**SUPPLIED PASSAGE:**
Anthocyanins are a family of pigments. Delphinidin is one member of that family. It refers to the basic molecular structure. There are several attachment points for various sugar and hydroxal molecules, leading to many different forms of delphinidin.
No chain of dominance and many forms can be present in same flower.
This is without considering all the modifiers and co-pigments.
But by far the biggest factor that we need to consider in iris flowers is the AVI effects. That is the form where delphinidin clumps into a protein complex and makes for dark globules inside vacuole. This is where we change flowers from being lavender-blue, into purple and provide basis for black flowers.
For interest sake, consider that Daylilies have delphinidin, but they just can't get "Blue" daylilies. Only lavender and purple.
Of course we always have some other pigments present. And these change appearance of the colour in the flower.
Also is the effects of ph in cell sap in vacuole. This can be of immense importance.
While a lot of research has been done on pigments, (the chemistry that is ) very little has been done on how these pigments translate into flower colour.
All things considered, the particular form of delphinidin present would not likely make a lot of difference in most cases.
One exception is the "floridor" form of delphinidin, which is named after the cultivar Floridor . This provided a slate-blue- gray shade.

**PROBLEMS TO SOLVE:**
• a. Answer these questions from the passage on delphinidin in iris flowers, one line each:
(i) In the AVI effect, what does delphinidin form inside the vacuole?
(ii) Which colors do daylilies show even though they have delphinidin?
(iii) What shade did the "floridor" form of delphinidin provide?
• b. Carry on the passage on delphinidin in iris flowers, starting right after its final sentence.

**PROVIDED INFORMATION:**
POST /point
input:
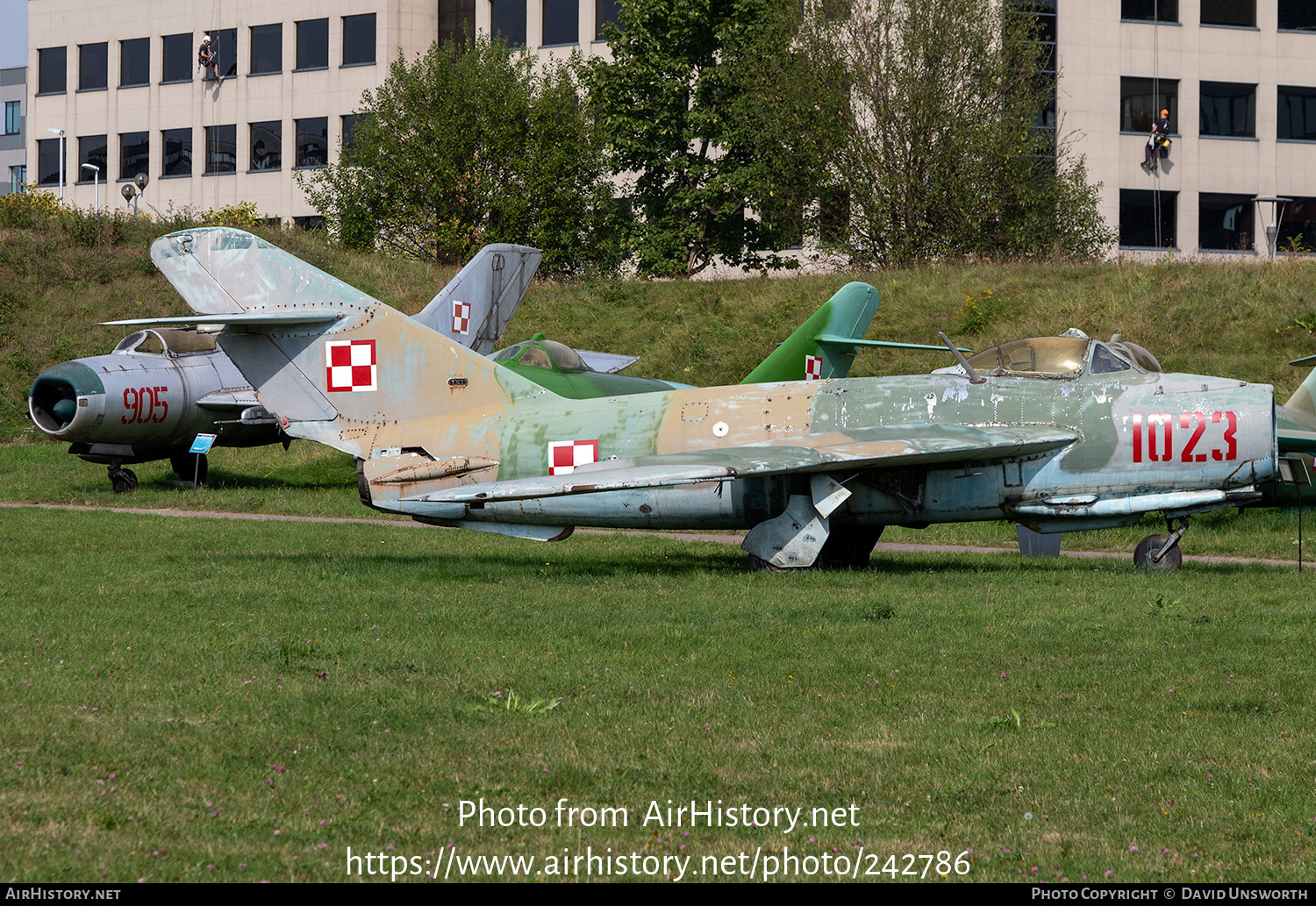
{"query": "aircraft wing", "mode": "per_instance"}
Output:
(223, 271)
(608, 363)
(218, 270)
(870, 449)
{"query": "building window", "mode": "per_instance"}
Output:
(134, 154)
(178, 58)
(358, 39)
(350, 124)
(1297, 16)
(834, 218)
(1298, 226)
(268, 145)
(221, 149)
(134, 62)
(313, 44)
(1147, 218)
(91, 149)
(1224, 223)
(92, 66)
(53, 71)
(266, 49)
(1229, 12)
(1150, 11)
(507, 20)
(455, 21)
(313, 142)
(47, 162)
(178, 153)
(605, 12)
(224, 45)
(561, 21)
(1141, 102)
(1297, 115)
(1228, 110)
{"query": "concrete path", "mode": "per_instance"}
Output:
(682, 535)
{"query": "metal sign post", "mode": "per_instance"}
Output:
(1292, 469)
(200, 446)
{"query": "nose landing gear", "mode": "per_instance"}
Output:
(1161, 553)
(121, 479)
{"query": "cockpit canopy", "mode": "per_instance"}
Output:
(544, 354)
(158, 342)
(1062, 357)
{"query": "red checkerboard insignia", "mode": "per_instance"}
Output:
(350, 366)
(461, 318)
(565, 455)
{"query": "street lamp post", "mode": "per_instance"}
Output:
(97, 184)
(61, 133)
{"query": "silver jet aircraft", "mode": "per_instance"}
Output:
(1057, 433)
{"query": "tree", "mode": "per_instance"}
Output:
(945, 153)
(721, 125)
(468, 146)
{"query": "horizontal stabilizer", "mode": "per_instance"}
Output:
(1292, 439)
(257, 320)
(881, 447)
(837, 339)
(242, 399)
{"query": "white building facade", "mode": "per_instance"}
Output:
(121, 81)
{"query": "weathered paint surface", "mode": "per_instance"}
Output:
(453, 439)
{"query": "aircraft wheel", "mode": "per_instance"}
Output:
(1149, 546)
(123, 480)
(849, 547)
(187, 464)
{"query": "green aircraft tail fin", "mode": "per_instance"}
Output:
(820, 350)
(1305, 397)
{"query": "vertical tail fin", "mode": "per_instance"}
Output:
(1305, 397)
(807, 355)
(474, 308)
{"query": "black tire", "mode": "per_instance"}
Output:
(123, 480)
(849, 547)
(760, 564)
(1150, 545)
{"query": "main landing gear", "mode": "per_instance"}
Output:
(121, 479)
(1161, 553)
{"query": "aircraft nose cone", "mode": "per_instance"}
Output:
(53, 399)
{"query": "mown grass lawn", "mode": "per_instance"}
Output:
(195, 698)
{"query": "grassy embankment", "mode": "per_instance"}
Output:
(1237, 320)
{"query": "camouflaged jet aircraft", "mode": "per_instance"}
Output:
(162, 387)
(1058, 433)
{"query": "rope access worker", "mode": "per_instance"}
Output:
(1160, 137)
(205, 60)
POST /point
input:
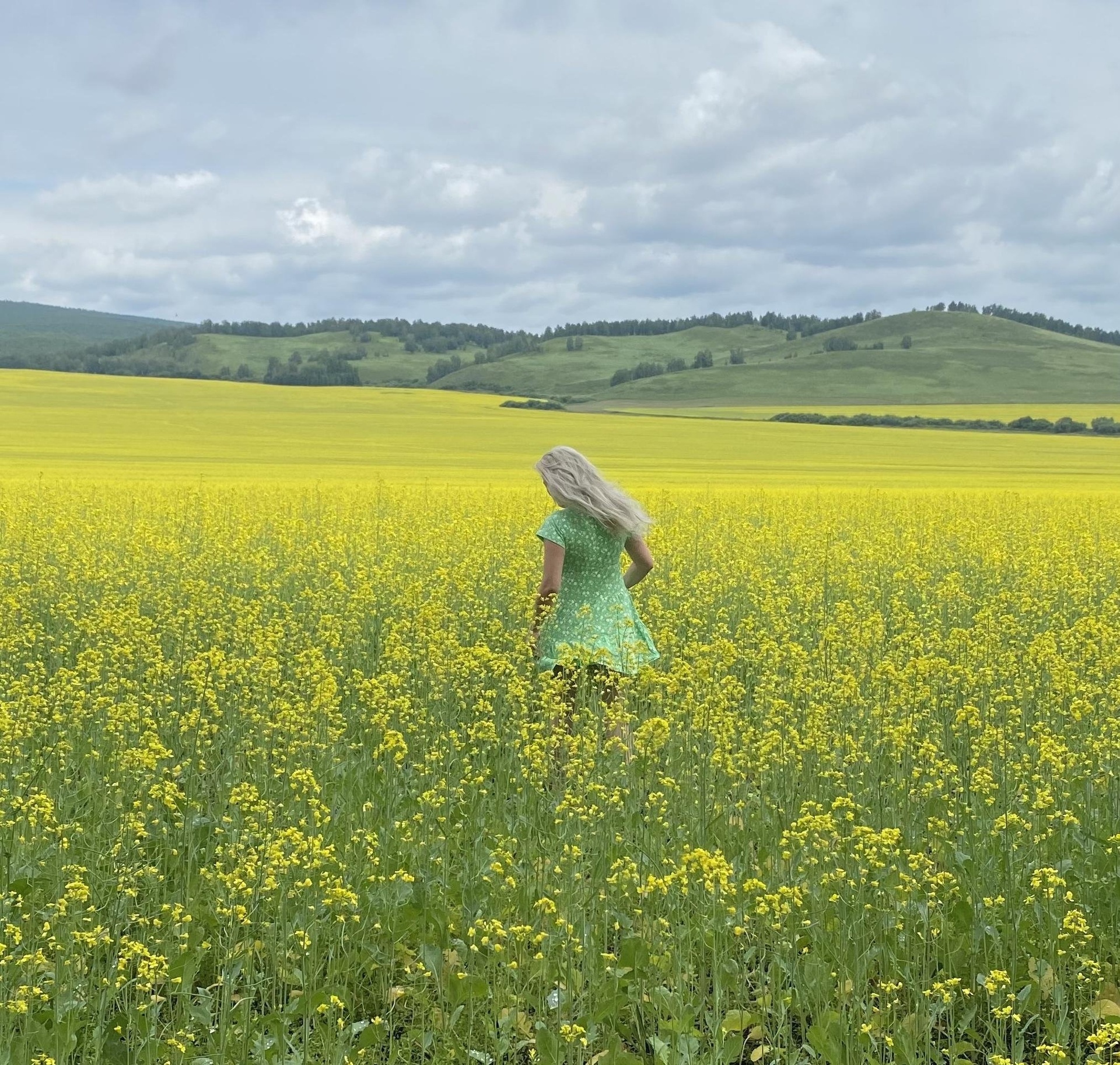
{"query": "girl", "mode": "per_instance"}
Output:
(592, 623)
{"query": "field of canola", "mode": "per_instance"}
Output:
(279, 783)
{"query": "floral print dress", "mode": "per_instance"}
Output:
(593, 620)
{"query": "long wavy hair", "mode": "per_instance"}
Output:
(574, 482)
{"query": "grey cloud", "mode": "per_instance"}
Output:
(524, 164)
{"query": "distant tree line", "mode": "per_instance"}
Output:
(320, 369)
(1105, 427)
(807, 325)
(1054, 325)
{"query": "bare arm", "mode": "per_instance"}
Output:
(641, 561)
(550, 582)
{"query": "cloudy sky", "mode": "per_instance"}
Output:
(524, 163)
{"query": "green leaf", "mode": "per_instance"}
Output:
(471, 988)
(738, 1021)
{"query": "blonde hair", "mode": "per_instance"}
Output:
(575, 483)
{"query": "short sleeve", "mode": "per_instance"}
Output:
(552, 530)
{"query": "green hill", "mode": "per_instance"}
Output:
(30, 331)
(380, 361)
(953, 359)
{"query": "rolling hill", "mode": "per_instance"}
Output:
(954, 359)
(29, 331)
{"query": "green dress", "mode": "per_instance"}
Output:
(594, 617)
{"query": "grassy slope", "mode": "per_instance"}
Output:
(386, 362)
(68, 426)
(556, 371)
(386, 359)
(37, 329)
(956, 359)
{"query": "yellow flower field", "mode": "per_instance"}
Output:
(279, 783)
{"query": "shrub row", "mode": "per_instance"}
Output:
(1107, 427)
(536, 404)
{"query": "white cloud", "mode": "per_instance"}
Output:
(307, 222)
(494, 162)
(130, 195)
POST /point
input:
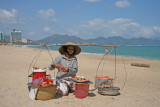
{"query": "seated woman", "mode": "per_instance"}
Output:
(67, 66)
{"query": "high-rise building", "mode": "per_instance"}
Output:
(15, 36)
(1, 36)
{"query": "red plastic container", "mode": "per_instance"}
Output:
(38, 73)
(81, 90)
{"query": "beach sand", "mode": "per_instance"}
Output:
(141, 88)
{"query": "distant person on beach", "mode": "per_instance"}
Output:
(67, 66)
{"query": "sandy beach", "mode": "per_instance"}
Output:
(141, 88)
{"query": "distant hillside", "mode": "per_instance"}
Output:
(116, 40)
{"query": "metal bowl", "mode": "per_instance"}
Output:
(111, 91)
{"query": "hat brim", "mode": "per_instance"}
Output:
(77, 49)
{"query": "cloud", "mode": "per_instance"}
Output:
(48, 14)
(46, 29)
(123, 3)
(118, 27)
(92, 0)
(31, 33)
(10, 17)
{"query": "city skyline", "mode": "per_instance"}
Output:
(82, 18)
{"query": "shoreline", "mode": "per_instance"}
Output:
(127, 56)
(141, 87)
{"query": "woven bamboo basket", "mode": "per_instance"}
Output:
(46, 93)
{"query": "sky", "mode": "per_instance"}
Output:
(86, 19)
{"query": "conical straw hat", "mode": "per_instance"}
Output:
(77, 48)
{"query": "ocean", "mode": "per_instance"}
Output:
(144, 52)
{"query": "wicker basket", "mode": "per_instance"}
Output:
(46, 93)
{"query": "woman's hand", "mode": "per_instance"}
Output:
(64, 69)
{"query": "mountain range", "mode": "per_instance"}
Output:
(115, 40)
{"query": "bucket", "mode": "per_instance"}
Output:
(38, 73)
(81, 90)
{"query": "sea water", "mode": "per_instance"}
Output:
(145, 52)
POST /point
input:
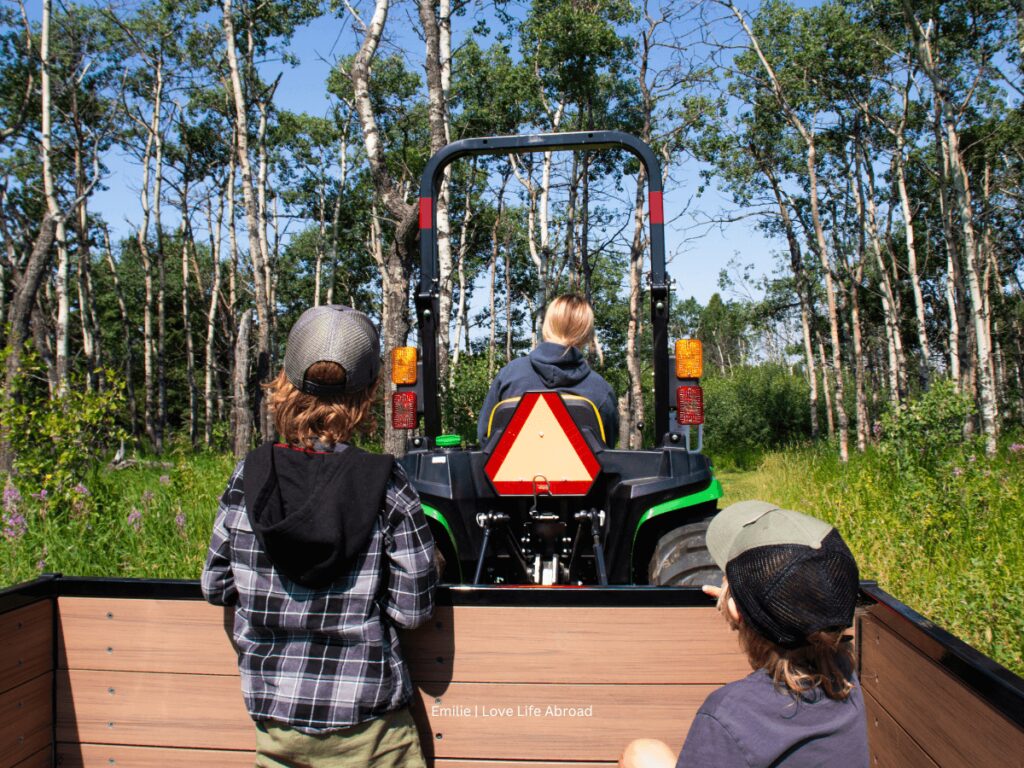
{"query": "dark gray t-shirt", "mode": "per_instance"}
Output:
(751, 723)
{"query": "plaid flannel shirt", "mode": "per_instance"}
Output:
(322, 659)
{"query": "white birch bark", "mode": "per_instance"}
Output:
(962, 188)
(257, 243)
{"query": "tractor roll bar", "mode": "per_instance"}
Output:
(427, 298)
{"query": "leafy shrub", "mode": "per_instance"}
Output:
(948, 542)
(57, 440)
(928, 431)
(753, 409)
(461, 400)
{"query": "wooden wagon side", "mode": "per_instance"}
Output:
(126, 673)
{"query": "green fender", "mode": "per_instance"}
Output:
(710, 494)
(439, 518)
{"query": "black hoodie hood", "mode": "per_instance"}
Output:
(558, 366)
(313, 511)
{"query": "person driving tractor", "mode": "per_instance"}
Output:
(557, 363)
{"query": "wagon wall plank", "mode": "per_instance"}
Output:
(42, 759)
(27, 713)
(944, 718)
(576, 645)
(153, 710)
(468, 643)
(891, 747)
(477, 721)
(103, 756)
(28, 636)
(144, 635)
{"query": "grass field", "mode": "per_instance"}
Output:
(949, 542)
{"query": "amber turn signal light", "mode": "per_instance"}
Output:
(689, 358)
(403, 366)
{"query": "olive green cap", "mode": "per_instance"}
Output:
(743, 525)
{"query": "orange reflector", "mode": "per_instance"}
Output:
(689, 406)
(689, 358)
(403, 411)
(403, 366)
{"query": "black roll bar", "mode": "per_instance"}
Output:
(427, 297)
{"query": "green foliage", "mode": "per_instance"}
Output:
(752, 409)
(57, 440)
(150, 520)
(928, 432)
(462, 400)
(949, 543)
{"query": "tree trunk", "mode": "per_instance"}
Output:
(826, 389)
(125, 333)
(19, 317)
(899, 166)
(256, 238)
(395, 266)
(803, 293)
(631, 436)
(437, 119)
(822, 248)
(186, 323)
(890, 310)
(242, 413)
(215, 225)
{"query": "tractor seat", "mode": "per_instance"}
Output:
(583, 411)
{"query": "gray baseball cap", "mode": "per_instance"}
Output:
(333, 333)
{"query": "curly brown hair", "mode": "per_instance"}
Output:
(302, 419)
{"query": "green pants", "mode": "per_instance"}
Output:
(388, 741)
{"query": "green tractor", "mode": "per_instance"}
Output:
(544, 501)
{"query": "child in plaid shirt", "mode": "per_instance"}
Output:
(324, 552)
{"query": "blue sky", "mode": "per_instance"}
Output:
(697, 253)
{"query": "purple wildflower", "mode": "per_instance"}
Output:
(14, 525)
(11, 496)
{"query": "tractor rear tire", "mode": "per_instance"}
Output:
(681, 558)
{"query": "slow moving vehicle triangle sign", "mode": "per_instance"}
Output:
(542, 451)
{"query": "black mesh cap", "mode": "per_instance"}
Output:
(333, 333)
(786, 592)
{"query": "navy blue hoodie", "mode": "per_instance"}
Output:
(552, 366)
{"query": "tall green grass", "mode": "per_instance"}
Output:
(948, 542)
(151, 520)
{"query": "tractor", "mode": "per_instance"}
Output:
(544, 500)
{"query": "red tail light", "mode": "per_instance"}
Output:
(403, 411)
(689, 406)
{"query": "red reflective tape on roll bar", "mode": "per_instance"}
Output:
(426, 213)
(656, 212)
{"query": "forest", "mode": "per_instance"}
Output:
(165, 218)
(878, 143)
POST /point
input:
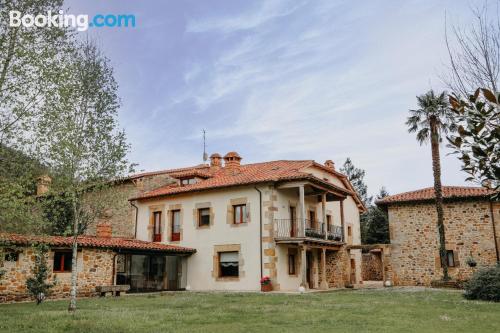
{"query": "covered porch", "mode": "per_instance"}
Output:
(311, 239)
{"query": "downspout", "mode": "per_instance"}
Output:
(113, 277)
(260, 231)
(494, 232)
(136, 217)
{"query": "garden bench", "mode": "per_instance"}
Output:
(114, 290)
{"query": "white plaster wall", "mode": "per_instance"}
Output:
(200, 264)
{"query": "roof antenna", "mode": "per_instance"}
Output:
(205, 155)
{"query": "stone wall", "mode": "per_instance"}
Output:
(337, 268)
(371, 266)
(269, 208)
(121, 214)
(414, 239)
(95, 268)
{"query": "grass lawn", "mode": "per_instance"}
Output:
(387, 310)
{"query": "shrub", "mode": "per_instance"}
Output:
(484, 285)
(37, 285)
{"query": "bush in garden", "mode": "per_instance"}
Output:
(484, 285)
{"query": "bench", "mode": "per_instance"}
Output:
(114, 290)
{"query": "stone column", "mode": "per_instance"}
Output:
(323, 211)
(302, 211)
(342, 222)
(323, 283)
(303, 266)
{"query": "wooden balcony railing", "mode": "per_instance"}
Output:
(289, 228)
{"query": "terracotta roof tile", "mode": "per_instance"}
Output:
(427, 194)
(95, 242)
(247, 174)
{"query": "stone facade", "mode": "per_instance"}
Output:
(371, 266)
(95, 268)
(414, 238)
(337, 268)
(121, 213)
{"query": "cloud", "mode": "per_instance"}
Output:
(266, 12)
(326, 81)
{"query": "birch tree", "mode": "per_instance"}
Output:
(29, 62)
(79, 139)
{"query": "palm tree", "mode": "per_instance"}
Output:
(431, 121)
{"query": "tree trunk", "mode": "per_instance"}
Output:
(74, 261)
(436, 168)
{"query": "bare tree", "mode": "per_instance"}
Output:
(474, 53)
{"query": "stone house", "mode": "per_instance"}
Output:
(289, 220)
(102, 259)
(472, 229)
(217, 226)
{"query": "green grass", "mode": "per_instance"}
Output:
(388, 310)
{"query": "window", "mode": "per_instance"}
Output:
(203, 217)
(11, 255)
(228, 264)
(312, 219)
(188, 181)
(157, 227)
(176, 225)
(450, 258)
(240, 214)
(62, 261)
(291, 264)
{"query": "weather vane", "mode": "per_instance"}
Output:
(205, 155)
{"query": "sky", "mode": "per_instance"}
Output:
(281, 79)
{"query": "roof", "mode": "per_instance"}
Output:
(427, 194)
(274, 171)
(94, 242)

**EXERCISE ANSWERS:**
• a.
(i) It clumps into a protein complex and makes dark globules.
(ii) Only lavender and purple.
(iii) A slate-blue-gray shade.

• b.
Chuck Chapman
---- Original Message ----
From: Linda Mann <lmann@lock-net.com>
To: iris-photos <iris-photos@yahoogroups.com>; iris <iris@hort.net>
Sent: Thu, Sep 8, 2011 7:50 am
Subject: [iris-photos] Re: HYB: pigment (was sdlng from Pink Formal etc)
To refresh my memory (or more honestly, to put something <in> my
memory), I'm going back thru the archives reading up on delphinidin -
it's spelled differently by different posters, so thought I'd share this
tip - search for <delphin> with whole word match turned off.
Chuck, there's a post from you back in 2005 that says, in part,
<The anthocyanin colour in pallida is a lighter tone,
more lavender then the anthocyanin seen in other iris species. It is
still a
form of delphinium but has different sugar and hydroxyl attachments etc.>
Do you know if more is known now about how the various forms of
delphinium/idin/in? Can only one form of anthocyanin be present at a
time? Is there a sequence of dominance?